#### What to work on
Turn everything from the start of the data down to and including the line that contains "negative clicks: (83, 135)" into a Markdown table with the columns "Row" and "Line," leaving out any blank lines.

#### Information shown
****************************************
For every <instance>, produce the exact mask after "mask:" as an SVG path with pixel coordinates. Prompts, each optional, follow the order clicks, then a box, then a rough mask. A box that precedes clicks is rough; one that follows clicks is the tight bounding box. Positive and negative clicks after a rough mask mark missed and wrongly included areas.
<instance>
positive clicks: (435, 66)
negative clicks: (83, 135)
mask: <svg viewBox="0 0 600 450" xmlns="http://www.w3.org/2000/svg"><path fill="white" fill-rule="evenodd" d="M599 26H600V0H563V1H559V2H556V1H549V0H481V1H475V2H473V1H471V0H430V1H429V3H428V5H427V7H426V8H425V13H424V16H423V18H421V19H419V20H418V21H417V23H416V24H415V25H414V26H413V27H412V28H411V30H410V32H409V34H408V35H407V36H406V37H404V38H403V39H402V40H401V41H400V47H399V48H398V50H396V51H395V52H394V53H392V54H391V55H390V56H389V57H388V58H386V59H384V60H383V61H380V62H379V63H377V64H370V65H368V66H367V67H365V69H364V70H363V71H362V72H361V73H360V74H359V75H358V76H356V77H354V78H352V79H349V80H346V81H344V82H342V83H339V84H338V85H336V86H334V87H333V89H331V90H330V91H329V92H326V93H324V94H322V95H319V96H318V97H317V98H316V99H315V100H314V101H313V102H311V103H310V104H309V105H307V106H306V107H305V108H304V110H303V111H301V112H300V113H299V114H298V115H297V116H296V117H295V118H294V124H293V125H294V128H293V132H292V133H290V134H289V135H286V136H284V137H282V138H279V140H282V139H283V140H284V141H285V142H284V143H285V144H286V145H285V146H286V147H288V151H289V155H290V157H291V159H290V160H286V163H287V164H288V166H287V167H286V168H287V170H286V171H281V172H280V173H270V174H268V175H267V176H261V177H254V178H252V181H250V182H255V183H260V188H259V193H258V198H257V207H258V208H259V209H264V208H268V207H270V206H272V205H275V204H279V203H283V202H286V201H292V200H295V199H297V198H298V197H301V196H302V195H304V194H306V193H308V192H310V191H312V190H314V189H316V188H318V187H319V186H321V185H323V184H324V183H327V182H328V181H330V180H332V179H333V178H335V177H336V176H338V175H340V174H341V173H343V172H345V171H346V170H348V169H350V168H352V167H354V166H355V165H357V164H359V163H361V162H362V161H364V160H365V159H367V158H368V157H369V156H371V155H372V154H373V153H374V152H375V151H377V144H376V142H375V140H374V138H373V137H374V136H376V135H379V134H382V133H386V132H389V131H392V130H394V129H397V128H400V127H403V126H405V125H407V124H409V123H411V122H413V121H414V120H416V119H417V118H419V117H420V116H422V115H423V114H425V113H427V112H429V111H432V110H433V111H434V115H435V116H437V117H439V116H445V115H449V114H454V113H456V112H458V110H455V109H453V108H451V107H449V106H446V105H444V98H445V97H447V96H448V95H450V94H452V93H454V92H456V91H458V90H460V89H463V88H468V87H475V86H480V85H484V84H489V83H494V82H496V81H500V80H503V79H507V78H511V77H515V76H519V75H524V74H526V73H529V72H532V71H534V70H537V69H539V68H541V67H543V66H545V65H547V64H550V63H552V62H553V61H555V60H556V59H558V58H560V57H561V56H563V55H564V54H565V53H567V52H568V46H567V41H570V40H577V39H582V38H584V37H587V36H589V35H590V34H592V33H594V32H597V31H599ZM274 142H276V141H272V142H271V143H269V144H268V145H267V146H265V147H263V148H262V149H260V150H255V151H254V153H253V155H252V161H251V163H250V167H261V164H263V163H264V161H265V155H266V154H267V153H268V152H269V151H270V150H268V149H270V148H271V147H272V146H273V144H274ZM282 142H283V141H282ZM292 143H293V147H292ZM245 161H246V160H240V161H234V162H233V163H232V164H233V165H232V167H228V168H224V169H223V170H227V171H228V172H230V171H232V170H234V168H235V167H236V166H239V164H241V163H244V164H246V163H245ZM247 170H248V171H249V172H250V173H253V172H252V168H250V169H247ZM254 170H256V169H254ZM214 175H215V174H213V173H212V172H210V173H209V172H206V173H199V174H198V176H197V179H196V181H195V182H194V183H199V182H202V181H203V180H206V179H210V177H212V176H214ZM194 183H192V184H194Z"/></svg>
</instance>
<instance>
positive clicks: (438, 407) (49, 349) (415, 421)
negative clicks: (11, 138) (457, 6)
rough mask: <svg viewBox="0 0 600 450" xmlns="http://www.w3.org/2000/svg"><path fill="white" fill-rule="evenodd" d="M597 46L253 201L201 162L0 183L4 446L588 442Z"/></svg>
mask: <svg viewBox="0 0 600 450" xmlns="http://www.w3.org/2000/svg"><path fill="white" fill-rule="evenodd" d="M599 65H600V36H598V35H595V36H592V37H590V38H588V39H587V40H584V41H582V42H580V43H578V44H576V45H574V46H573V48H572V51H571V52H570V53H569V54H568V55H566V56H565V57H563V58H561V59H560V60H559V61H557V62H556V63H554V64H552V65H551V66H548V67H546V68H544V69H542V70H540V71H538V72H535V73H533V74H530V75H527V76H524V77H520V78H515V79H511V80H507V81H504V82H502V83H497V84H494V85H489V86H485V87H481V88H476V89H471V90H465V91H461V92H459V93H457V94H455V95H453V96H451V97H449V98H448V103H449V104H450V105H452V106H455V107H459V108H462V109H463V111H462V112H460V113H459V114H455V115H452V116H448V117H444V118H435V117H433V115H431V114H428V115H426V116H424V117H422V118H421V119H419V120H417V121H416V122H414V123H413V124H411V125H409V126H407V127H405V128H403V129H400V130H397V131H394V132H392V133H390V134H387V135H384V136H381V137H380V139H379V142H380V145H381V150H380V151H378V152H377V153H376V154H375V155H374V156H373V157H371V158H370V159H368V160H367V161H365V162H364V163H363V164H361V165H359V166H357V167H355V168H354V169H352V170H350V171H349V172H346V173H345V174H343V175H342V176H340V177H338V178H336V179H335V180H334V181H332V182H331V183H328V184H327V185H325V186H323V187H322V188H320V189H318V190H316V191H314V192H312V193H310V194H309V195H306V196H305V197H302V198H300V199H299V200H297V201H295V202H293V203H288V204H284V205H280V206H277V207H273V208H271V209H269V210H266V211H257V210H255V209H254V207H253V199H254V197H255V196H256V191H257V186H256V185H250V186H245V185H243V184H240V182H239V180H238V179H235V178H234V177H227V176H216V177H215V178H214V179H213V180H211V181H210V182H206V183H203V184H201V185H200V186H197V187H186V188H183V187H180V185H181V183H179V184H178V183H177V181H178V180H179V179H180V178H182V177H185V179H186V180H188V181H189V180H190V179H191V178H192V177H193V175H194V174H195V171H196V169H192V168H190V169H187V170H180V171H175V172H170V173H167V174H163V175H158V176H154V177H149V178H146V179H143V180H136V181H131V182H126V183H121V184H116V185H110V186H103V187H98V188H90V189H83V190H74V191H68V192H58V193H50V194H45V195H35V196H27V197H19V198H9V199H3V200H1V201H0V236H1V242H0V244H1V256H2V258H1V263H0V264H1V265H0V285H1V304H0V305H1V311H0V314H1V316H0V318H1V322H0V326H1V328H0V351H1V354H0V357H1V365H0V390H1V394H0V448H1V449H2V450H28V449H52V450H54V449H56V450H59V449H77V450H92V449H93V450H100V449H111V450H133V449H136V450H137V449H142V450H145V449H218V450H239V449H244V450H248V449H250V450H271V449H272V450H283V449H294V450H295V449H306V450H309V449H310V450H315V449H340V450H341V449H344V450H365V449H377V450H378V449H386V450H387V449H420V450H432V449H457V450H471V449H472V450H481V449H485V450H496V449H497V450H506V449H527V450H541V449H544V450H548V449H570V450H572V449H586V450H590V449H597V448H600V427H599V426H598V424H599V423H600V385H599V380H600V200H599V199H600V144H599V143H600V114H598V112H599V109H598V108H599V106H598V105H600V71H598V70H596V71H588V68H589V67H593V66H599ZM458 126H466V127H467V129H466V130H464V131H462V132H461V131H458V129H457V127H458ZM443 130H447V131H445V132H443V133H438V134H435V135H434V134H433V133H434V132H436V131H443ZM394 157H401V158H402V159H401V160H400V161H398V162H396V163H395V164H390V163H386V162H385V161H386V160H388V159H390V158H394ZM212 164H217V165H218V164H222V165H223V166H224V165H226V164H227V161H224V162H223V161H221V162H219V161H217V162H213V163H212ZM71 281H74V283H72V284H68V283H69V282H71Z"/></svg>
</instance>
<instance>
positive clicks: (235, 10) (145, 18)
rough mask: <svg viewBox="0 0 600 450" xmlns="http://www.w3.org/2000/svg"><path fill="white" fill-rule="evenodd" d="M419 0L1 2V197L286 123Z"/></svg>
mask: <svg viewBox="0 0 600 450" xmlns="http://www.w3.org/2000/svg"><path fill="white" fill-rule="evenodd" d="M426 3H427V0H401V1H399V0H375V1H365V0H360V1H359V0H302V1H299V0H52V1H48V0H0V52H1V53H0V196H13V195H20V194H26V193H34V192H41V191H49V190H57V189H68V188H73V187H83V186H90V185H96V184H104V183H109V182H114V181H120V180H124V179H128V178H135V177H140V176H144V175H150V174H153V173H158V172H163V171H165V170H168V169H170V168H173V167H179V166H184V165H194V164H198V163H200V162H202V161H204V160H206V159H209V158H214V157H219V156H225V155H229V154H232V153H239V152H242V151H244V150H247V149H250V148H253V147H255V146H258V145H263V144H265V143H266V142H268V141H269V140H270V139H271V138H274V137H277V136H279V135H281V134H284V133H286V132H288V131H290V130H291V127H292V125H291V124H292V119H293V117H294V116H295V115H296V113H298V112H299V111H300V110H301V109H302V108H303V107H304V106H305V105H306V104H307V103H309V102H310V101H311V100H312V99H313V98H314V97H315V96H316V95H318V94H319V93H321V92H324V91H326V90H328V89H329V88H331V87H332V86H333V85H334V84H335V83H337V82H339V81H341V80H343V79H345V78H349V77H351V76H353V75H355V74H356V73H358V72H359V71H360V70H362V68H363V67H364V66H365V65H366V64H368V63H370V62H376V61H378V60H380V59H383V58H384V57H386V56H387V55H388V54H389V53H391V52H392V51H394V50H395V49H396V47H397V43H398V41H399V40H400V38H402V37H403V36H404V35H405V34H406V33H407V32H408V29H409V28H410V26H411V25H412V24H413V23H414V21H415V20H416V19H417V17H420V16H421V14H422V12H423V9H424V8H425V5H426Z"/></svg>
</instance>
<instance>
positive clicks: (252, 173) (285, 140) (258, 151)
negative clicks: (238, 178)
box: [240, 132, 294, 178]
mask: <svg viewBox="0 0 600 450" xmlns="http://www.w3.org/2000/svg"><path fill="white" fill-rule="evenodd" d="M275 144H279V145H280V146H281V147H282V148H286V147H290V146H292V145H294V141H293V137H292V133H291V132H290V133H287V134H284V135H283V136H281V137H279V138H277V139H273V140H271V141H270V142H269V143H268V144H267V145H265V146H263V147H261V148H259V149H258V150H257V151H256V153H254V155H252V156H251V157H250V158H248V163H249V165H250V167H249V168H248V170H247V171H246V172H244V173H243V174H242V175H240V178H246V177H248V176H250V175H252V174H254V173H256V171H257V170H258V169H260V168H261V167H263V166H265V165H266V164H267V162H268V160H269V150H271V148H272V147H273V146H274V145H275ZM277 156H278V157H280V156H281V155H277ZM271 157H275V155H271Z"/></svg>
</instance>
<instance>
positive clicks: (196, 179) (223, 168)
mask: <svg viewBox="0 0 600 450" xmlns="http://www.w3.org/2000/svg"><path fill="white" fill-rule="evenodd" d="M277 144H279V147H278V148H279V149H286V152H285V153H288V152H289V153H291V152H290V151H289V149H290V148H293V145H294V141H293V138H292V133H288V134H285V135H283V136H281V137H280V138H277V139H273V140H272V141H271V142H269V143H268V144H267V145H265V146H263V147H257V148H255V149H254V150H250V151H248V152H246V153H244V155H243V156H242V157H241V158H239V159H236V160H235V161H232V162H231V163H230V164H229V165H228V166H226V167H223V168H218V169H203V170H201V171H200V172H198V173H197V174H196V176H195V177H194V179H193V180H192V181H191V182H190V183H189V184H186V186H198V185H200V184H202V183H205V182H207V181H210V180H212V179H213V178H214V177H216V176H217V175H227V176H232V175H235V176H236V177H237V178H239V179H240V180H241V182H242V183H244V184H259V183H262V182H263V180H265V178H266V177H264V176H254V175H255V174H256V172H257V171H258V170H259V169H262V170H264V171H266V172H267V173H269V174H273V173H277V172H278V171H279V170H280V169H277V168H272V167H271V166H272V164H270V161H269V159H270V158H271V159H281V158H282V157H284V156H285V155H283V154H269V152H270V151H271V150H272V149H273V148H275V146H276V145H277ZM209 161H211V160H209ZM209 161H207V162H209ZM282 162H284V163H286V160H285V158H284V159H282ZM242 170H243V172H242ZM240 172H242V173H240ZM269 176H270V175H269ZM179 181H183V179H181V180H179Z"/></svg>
****************************************
#### Solution for this task
| Row | Line |
|---|---|
| 1 | For every <instance>, produce the exact mask after "mask:" as an SVG path with pixel coordinates. Prompts, each optional, follow the order clicks, then a box, then a rough mask. A box that precedes clicks is rough; one that follows clicks is the tight bounding box. Positive and negative clicks after a rough mask mark missed and wrongly included areas. |
| 2 | <instance> |
| 3 | positive clicks: (435, 66) |
| 4 | negative clicks: (83, 135) |